• _REQUIRED WORK_: Can you write out the listing below with every "even-odd" changed to "nonzero" and nothing else altered, omitting the pictures?
====== EXCERPTED DATA ======
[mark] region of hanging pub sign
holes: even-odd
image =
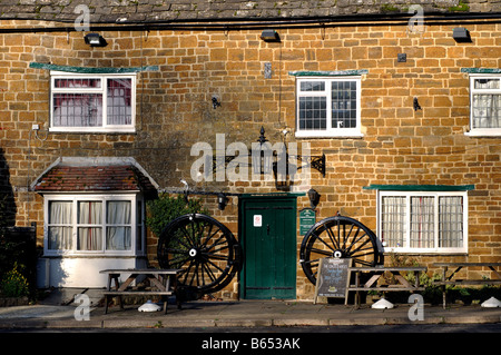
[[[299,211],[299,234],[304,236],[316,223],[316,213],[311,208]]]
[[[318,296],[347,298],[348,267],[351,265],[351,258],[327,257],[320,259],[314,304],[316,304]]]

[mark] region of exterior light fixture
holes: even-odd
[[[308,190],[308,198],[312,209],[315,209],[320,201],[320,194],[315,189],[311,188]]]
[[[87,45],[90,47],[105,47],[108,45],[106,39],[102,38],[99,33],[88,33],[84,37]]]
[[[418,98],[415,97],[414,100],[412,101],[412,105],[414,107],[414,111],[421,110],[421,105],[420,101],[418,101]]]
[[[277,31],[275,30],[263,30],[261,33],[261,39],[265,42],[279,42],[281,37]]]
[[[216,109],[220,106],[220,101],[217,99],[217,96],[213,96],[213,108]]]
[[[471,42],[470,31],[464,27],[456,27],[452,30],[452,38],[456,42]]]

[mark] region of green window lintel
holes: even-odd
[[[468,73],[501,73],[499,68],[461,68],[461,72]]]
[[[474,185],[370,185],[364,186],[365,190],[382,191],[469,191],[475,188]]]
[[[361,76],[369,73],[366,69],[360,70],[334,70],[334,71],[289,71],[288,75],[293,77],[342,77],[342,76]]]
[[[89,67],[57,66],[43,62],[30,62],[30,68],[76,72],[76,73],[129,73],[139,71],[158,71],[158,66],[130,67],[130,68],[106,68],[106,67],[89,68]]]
======
• _CORRECT RESULT_:
[mark] region of hanging pub sign
holes: nonzero
image =
[[[299,211],[299,234],[304,236],[316,223],[316,213],[311,208]]]
[[[318,296],[347,298],[348,267],[351,265],[351,258],[327,257],[320,259],[314,304],[316,304]]]

[mark] region of exterior light fixture
holes: nonzero
[[[308,190],[308,198],[312,209],[315,209],[320,201],[320,194],[315,189],[311,188]]]
[[[87,45],[90,47],[105,47],[108,45],[106,39],[102,38],[99,33],[88,33],[84,37]]]
[[[418,98],[415,97],[414,100],[412,101],[412,105],[414,107],[414,111],[421,110],[421,105],[420,101],[418,101]]]
[[[277,31],[275,30],[263,30],[261,33],[261,39],[265,42],[279,42],[281,37]]]
[[[216,109],[220,106],[220,101],[217,99],[217,96],[213,96],[213,108]]]
[[[471,42],[470,31],[464,27],[456,27],[452,30],[452,38],[456,42]]]

[mark] region of green window lintel
holes: nonzero
[[[468,73],[501,73],[499,68],[461,68],[461,72]]]
[[[474,185],[370,185],[364,186],[365,190],[382,191],[469,191],[475,188]]]
[[[361,76],[369,73],[366,69],[360,70],[334,70],[334,71],[289,71],[288,75],[293,77],[342,77],[342,76]]]
[[[89,67],[57,66],[43,62],[30,62],[30,68],[76,72],[76,73],[129,73],[139,71],[158,71],[158,66],[130,67],[130,68],[106,68],[106,67],[89,68]]]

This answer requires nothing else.